----- RECORDS PROVIDED

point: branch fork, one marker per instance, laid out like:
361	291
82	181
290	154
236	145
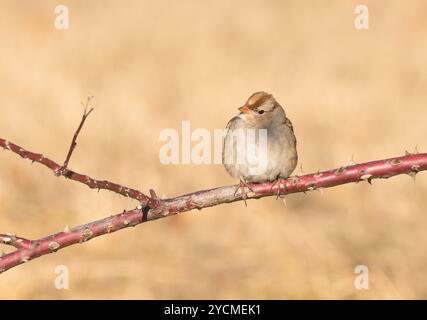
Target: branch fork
152	208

----------

### [DO THIS]
Retype each of the lines above exactly, omitting the pictures.

### [RESPONSE TO THIS TASK]
point: branch fork, one marker per instance, laid out like:
361	291
82	181
290	154
236	145
Target: branch fork
152	208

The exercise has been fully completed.